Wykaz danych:
+++
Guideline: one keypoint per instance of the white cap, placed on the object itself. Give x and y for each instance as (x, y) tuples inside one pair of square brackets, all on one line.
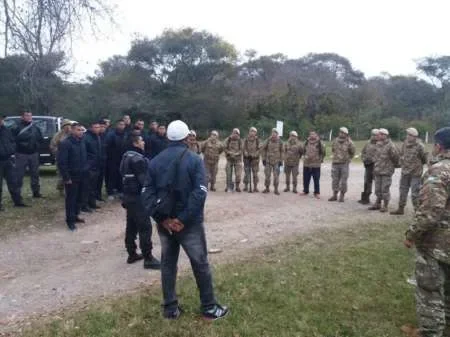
[(412, 132), (344, 130), (177, 130)]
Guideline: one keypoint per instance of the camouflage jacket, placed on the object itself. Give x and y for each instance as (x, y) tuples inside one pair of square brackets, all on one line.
[(293, 150), (57, 138), (211, 149), (272, 151), (343, 150), (412, 158), (233, 149), (368, 152), (315, 153), (430, 230), (251, 148), (386, 158)]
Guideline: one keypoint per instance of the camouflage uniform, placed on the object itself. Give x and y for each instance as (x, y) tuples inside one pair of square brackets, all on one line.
[(412, 158), (251, 161), (386, 160), (211, 149), (272, 153), (293, 153), (431, 235), (343, 151), (368, 158), (233, 151)]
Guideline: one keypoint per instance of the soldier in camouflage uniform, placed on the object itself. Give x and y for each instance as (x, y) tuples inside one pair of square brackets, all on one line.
[(386, 160), (343, 151), (293, 150), (431, 235), (233, 148), (54, 143), (211, 149), (251, 159), (412, 158), (273, 154), (194, 146), (368, 158)]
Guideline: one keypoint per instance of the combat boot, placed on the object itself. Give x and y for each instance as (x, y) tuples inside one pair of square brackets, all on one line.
[(334, 197), (399, 211), (376, 206)]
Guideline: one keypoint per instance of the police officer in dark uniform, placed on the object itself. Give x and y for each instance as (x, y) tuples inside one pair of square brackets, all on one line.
[(135, 177)]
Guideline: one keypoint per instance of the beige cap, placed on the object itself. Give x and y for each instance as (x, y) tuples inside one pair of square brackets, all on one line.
[(412, 132), (344, 130)]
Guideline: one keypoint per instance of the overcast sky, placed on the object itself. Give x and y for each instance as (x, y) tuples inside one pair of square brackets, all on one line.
[(376, 36)]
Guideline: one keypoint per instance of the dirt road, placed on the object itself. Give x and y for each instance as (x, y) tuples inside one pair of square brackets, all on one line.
[(46, 271)]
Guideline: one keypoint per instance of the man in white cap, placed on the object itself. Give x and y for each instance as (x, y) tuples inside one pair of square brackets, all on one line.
[(233, 148), (176, 196), (211, 149), (273, 156), (412, 158), (386, 160), (251, 160), (368, 158), (293, 150), (343, 151)]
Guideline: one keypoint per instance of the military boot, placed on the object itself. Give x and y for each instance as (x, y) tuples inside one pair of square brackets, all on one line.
[(376, 206), (399, 211), (334, 197)]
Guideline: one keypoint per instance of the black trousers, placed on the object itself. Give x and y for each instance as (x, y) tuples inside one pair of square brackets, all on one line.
[(74, 195), (7, 171), (138, 222), (308, 173)]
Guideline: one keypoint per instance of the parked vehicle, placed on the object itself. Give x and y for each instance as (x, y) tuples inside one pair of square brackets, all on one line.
[(49, 126)]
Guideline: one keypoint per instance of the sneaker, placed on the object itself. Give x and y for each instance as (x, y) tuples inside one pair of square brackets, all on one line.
[(173, 314), (215, 313)]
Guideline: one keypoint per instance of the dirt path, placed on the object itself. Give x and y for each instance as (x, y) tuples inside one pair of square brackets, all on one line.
[(47, 271)]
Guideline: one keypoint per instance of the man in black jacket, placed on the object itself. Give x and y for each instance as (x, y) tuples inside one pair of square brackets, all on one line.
[(94, 150), (28, 138), (135, 175), (7, 165), (72, 164)]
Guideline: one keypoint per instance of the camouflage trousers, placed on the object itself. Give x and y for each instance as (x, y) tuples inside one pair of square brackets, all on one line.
[(236, 167), (251, 166), (406, 182), (432, 296), (268, 171), (383, 187), (211, 172), (339, 176), (291, 171)]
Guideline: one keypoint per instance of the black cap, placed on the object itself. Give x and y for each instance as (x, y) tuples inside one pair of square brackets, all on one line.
[(442, 137)]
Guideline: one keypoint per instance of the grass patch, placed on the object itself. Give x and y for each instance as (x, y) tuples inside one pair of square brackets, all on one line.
[(346, 283)]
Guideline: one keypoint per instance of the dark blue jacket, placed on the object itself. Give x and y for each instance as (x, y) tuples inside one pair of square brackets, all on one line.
[(190, 186), (94, 149), (72, 159), (7, 143)]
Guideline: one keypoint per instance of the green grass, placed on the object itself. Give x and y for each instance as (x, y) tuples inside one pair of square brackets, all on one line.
[(346, 283), (42, 212)]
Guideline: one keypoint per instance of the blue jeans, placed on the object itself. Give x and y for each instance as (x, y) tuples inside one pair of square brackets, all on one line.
[(193, 240)]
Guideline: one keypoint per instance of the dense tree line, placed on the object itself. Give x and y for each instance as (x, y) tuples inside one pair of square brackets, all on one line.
[(199, 77)]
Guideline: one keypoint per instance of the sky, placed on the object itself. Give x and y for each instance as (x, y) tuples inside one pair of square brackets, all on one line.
[(375, 35)]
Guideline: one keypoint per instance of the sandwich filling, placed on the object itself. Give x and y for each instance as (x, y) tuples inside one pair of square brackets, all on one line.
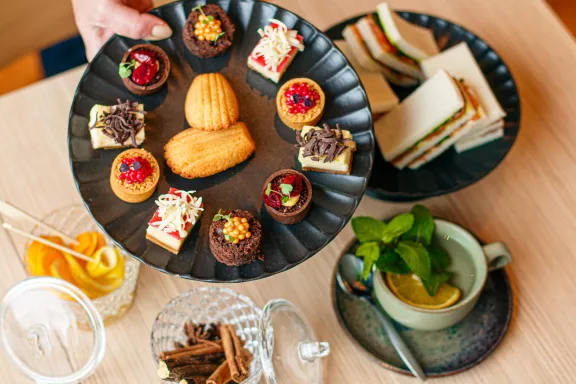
[(452, 128), (387, 45)]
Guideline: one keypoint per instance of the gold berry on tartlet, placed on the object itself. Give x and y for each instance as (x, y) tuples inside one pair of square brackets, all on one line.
[(237, 229), (207, 28)]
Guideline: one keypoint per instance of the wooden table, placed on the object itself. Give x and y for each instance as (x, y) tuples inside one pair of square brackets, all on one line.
[(528, 202)]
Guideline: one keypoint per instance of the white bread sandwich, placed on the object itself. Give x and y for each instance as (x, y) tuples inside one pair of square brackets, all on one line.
[(380, 96), (397, 44), (428, 122), (363, 56), (460, 63)]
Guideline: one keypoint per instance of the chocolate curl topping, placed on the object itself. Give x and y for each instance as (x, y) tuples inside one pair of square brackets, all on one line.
[(325, 142), (122, 123)]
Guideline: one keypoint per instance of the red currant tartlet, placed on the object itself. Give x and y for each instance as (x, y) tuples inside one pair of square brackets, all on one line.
[(144, 69), (287, 196), (134, 175), (300, 102)]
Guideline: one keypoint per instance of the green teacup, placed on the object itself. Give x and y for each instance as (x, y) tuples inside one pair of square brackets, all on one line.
[(470, 263)]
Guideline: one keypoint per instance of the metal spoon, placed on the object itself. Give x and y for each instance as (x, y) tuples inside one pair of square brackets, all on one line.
[(349, 271)]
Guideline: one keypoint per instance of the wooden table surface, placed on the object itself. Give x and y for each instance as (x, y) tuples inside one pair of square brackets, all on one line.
[(529, 202)]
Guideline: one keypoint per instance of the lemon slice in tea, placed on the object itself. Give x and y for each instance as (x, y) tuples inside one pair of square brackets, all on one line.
[(410, 290)]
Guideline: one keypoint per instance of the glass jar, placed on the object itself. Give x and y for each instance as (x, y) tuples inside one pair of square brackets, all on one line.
[(283, 345), (73, 220)]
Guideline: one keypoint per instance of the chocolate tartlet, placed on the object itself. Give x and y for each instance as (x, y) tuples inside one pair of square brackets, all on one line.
[(287, 196), (208, 31), (235, 246), (144, 69)]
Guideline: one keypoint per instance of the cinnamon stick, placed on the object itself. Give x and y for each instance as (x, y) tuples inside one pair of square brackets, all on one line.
[(221, 375), (234, 353)]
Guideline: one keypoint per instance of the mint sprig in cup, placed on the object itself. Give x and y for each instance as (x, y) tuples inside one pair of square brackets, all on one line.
[(402, 246)]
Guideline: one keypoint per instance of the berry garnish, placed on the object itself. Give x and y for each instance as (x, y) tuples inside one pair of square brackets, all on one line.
[(144, 56), (144, 73), (295, 181), (135, 170), (300, 98)]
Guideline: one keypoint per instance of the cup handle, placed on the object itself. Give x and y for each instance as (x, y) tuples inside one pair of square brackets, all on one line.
[(498, 255)]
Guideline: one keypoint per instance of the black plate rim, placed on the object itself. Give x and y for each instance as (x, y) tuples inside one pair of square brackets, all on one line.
[(334, 287), (264, 275), (415, 196)]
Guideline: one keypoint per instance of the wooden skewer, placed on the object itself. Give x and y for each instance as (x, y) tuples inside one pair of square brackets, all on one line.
[(17, 213), (47, 242)]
+++
Twoje zadanie: Przeskaluj dane, zaczynając od ich początku i kończąc na wierszu zawierającym "148), (386, 158)]" włącznie. Przepisz te wiersze w całości, mnożąc każdą współrzędną punktów przez 1,95 i zaokrąglając wynik do liczby całkowitej (połówki w górę), a obrazy pomiń.

Rozwiązanie:
Guideline: one keypoint per instance of the white cap, placed on the object itself. Give x and y for each instance as (x, y) tuples inside one pair of square brackets, all on one line.
[(803, 257), (671, 254), (345, 254)]
Guideline: one keypoint per instance of the camouflage jacket, placed on the object itself. Give x and y for each instance as (x, y) tuples inside one pair of square brackets, all on one line.
[(571, 293), (111, 269), (411, 291), (530, 294), (669, 293), (803, 308), (454, 291), (718, 296), (614, 298), (839, 449), (489, 289), (753, 308)]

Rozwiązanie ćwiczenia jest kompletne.